**Aim:** Copy every one of the following entries verbatim, in the same order and without changing any wording or punctuation.

%%

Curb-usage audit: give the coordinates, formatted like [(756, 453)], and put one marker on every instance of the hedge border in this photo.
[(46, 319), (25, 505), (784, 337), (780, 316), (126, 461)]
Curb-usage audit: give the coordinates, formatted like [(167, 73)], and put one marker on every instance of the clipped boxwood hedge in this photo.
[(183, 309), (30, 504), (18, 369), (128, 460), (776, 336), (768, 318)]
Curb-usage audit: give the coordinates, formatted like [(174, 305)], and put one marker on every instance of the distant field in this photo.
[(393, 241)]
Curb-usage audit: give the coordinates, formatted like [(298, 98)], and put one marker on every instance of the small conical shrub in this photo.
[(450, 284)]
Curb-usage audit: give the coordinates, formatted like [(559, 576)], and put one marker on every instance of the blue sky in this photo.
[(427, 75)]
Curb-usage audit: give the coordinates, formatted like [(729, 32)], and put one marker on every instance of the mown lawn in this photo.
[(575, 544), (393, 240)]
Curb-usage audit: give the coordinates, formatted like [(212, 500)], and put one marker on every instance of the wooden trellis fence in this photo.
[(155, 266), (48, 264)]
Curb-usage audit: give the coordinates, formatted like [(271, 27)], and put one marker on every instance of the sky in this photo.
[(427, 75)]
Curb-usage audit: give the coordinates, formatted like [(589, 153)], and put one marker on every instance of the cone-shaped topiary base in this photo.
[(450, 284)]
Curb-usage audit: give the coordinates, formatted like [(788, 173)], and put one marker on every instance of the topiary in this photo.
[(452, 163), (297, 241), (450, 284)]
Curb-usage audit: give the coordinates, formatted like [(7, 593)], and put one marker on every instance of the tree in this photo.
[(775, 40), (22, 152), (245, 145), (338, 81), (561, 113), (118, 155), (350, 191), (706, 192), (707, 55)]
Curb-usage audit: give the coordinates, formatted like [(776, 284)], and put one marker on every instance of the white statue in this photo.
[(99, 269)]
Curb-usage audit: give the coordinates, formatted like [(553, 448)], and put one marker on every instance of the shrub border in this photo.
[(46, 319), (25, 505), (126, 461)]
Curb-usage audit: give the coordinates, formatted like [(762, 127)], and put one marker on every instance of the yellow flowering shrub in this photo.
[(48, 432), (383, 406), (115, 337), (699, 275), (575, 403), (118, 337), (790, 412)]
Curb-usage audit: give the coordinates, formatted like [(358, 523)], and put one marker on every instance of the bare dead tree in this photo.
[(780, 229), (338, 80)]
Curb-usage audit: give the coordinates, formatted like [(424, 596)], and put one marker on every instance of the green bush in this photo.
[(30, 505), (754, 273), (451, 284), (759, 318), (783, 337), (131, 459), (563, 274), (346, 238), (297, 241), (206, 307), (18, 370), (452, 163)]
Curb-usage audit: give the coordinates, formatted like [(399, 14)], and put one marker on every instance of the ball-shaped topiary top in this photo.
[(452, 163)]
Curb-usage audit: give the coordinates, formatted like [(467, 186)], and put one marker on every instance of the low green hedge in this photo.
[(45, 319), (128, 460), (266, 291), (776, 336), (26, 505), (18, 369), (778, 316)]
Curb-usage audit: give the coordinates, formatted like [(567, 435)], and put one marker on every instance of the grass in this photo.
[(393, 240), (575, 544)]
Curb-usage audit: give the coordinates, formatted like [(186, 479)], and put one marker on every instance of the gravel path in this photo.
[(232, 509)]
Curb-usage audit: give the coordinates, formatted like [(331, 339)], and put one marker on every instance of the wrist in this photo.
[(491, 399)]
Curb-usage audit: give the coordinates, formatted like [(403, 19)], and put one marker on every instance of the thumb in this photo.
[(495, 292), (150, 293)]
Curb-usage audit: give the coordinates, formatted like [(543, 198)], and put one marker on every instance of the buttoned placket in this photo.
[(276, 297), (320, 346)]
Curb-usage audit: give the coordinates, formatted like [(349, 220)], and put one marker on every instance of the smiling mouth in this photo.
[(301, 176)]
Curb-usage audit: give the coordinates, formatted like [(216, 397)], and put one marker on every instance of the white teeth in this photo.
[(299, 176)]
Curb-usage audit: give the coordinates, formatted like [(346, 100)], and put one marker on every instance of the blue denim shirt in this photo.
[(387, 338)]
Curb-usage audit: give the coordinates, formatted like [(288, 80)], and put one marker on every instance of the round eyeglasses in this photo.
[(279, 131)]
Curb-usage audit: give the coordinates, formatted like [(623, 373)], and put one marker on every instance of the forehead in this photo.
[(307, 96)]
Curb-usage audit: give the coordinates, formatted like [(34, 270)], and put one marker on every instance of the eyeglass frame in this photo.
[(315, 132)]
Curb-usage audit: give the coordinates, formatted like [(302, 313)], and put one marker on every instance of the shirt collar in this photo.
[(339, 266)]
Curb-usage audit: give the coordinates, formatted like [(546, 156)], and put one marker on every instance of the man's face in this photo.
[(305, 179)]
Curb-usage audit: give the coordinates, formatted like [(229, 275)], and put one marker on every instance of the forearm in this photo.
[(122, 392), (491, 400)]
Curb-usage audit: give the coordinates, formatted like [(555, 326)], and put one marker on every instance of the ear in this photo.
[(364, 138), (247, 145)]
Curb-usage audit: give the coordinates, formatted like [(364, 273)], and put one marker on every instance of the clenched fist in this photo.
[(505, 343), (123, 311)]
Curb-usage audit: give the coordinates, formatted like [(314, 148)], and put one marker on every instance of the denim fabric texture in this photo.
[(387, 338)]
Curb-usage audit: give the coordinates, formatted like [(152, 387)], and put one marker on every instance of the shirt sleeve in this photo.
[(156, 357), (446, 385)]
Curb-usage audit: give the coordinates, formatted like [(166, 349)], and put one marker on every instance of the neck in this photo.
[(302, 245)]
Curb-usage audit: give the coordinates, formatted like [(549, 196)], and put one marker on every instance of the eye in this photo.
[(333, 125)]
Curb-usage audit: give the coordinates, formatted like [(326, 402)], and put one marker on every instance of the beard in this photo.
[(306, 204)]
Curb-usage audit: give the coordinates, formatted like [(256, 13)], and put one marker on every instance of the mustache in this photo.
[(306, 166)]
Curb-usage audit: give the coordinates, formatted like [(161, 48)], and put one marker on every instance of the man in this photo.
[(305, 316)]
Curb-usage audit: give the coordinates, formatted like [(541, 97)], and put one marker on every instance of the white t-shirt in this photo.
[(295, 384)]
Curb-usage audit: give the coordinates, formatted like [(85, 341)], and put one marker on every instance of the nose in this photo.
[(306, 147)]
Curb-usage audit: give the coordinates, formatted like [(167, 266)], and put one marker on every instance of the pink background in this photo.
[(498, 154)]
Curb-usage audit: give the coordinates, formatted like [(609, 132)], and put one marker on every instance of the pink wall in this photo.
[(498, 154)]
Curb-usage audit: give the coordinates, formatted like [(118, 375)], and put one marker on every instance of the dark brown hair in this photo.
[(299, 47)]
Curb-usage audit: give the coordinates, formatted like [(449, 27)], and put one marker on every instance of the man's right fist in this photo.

%%

**The completed task:**
Curb-usage audit: give the coordinates, formatted like [(756, 453)], and put one marker on every instance of the hedge border in this photo.
[(46, 319), (25, 505), (784, 337), (780, 316), (126, 461)]
Curb-usage audit: give the coordinates, formatted like [(167, 73)], and put one marker on every instance of the clipped boxwood hedge in this photo.
[(183, 309), (30, 504), (18, 369), (128, 460), (776, 336), (768, 318)]
Curb-usage audit: give the coordinates, formatted like [(174, 305)], and put one marker on every instance of the distant field in this photo.
[(393, 241)]
Curb-usage audit: give the coordinates, formatted like [(298, 98)], and put one marker on every instance of the small conical shrub in this photo.
[(450, 284)]
Curb-usage audit: give the coordinates, formatted like [(559, 576)], and put one marker on every instance of the blue sky in this photo.
[(427, 75)]
Curb-usage audit: give the coordinates, formatted like [(729, 32)], and put one marker on every instance of the mown lawn in this photo.
[(575, 544), (393, 240)]
Curb-usage audit: give the coordinates, formatted like [(212, 500)], and put one marker on every instance of the wooden trellis fence in this photo.
[(155, 266), (48, 264)]
Curb-usage audit: give the coordinates, formatted like [(271, 27)], and put one marker on every instance of the sky in this photo.
[(427, 75)]
Curb-usage audit: give the coordinates, formatted like [(589, 153)], and put one marker on every instance of the cone-shaped topiary base in this photo.
[(450, 284)]
Curb-usage audit: give the coordinates, formatted like [(788, 173)], and put one marker on every instance of the topiary in this photo.
[(452, 163), (297, 241), (450, 284)]
Curb-usage audit: give the coordinates, formatted like [(7, 593)], and put one marker on every instance of the tree in this photo.
[(775, 40), (22, 152), (245, 145), (338, 81), (561, 113), (118, 155), (350, 191), (706, 192), (707, 55)]
Curb-usage audit: give the coordinates, formatted like [(776, 284)], and put one marker on every instance of the white statue in this photo.
[(99, 269)]
Curb-usage audit: give the coordinates, formatted like [(553, 448)], and put one marker on every instance of the shrub border in this photo.
[(46, 319), (25, 505), (126, 461)]
Curb-usage audit: give the coordinates, formatted like [(762, 127)], and put one marker on every instance of the yellow flowering shrub in this photo.
[(48, 432), (383, 406), (115, 337), (699, 275), (575, 403), (118, 337), (790, 412)]
Curb-usage audit: give the coordinates, formatted like [(358, 523)], and put one marker on every instance of the bare dead tree in this photo.
[(780, 229), (338, 80)]
Curb-usage audit: give the coordinates, formatted like [(424, 596)], and put one marker on every instance of the green bush in this photo.
[(30, 505), (754, 273), (451, 284), (759, 318), (783, 337), (131, 459), (563, 274), (346, 238), (297, 241), (206, 307), (18, 370), (452, 163)]
Curb-usage audit: give the coordinates, formatted like [(399, 14)], and put one marker on every instance of the ball-shaped topiary top in this photo.
[(452, 163)]
Curb-usage audit: give the coordinates, formatted like [(467, 186)], and put one marker on every instance of the low green hedge in this photo.
[(45, 319), (128, 460), (266, 291), (776, 336), (26, 505), (18, 369), (778, 316)]
Curb-usage audit: give the coordinates, formatted like [(567, 435)], and put one marker on every instance of the grass in this photo.
[(393, 240), (575, 544)]
Curb-usage audit: give the coordinates, formatted like [(186, 479)], and put one marker on every instance of the gravel path in this photo.
[(232, 509)]
Curb-usage audit: give the coordinates, formatted like [(331, 339)], and put one marker on every instance of the wrist in this photo.
[(491, 399)]
Curb-usage audit: give the coordinates, formatted like [(403, 19)], and put one marker on every instance of the thumb in this photo.
[(495, 292), (150, 293)]
Curb-usage audit: give the coordinates, formatted like [(543, 198)], and put one marker on every instance of the buttoned placket in this photo.
[(276, 297), (320, 346)]
Curb-usage audit: give the coordinates, formatted like [(349, 220)], and put one marker on every instance of the smiling mouth in this photo.
[(301, 176)]
Curb-usage audit: give the coordinates, formatted like [(216, 397)], and put one marker on every instance of the white teeth in this photo.
[(299, 176)]
Curb-usage audit: give the coordinates, formatted like [(346, 100)], and put one marker on every instance of the blue denim shirt in this photo.
[(387, 338)]
Curb-usage audit: give the coordinates, formatted like [(288, 80)], and put one marker on every instance of the round eyeglasses in this photo.
[(279, 131)]
Curb-usage audit: give the coordinates, formatted like [(623, 373)], and put one marker on every instance of the forehead in this photo.
[(307, 96)]
Curb-usage audit: give the coordinates, formatted like [(34, 270)], and put one marker on every instance of the eyeglass frame in this photo.
[(315, 132)]
Curb-usage audit: give the coordinates, formatted like [(302, 313)], and put one marker on every instance of the shirt collar in this photo.
[(339, 266)]
Curb-usage audit: give the coordinates, formatted like [(546, 156)], and put one marker on every instance of the man's face in this photo.
[(305, 179)]
Curb-usage audit: give the coordinates, formatted like [(229, 275)], and put one marker on every instance of the forearm in this photo.
[(122, 392), (491, 400)]
Curb-usage audit: give the coordinates, formatted like [(555, 326)], and put one marker on every instance of the ear in this photo.
[(364, 138), (247, 145)]
Curb-usage audit: give the coordinates, formatted like [(364, 273)], and put one marker on every instance of the clenched fist in this photo.
[(505, 343), (123, 311)]
Curb-usage audit: give the coordinates, formatted like [(314, 148)], and put one marker on every instance of the denim fabric texture in this photo.
[(387, 338)]
Curb-usage audit: give the coordinates, formatted like [(152, 387)], and put one marker on every instance of the shirt sleeve in this photo.
[(156, 357), (446, 385)]
Curb-usage audit: give the coordinates, formatted like [(166, 349)], and put one marker on every instance of the neck in this photo.
[(302, 245)]
Curb-usage audit: give the coordinates, formatted like [(549, 196)], and put one marker on every instance of the eye in this photo.
[(333, 125)]
Curb-usage audit: give the coordinates, formatted like [(326, 402)], and put one marker on every instance of the beard in this photo.
[(306, 204)]
Curb-usage audit: give the coordinates, formatted like [(256, 13)], and put one marker on every instance of the mustache in this photo.
[(306, 166)]
Curb-usage audit: give the coordinates, formatted like [(161, 48)], and put one marker on every instance of the man in this photo.
[(305, 316)]
Curb-usage audit: give the coordinates, formatted like [(541, 97)], and put one marker on every instance of the white t-shirt in this photo.
[(295, 384)]
Curb-usage audit: give the coordinates, formatted like [(85, 341)], and put one marker on every instance of the nose in this photo.
[(306, 147)]
Curb-usage audit: give the coordinates, formatted like [(167, 266)], and put one marker on every instance of the pink background in this photo.
[(498, 154)]
Curb-usage audit: give the coordinates, formatted like [(609, 132)], and put one marker on every instance of the pink wall in this photo.
[(498, 154)]
Curb-usage audit: give the coordinates, formatted like [(118, 375)], and put one marker on every instance of the dark brown hair in this photo.
[(299, 47)]
Curb-usage audit: give the coordinates, formatted like [(449, 27)], and put one marker on every instance of the man's right fist in this photo.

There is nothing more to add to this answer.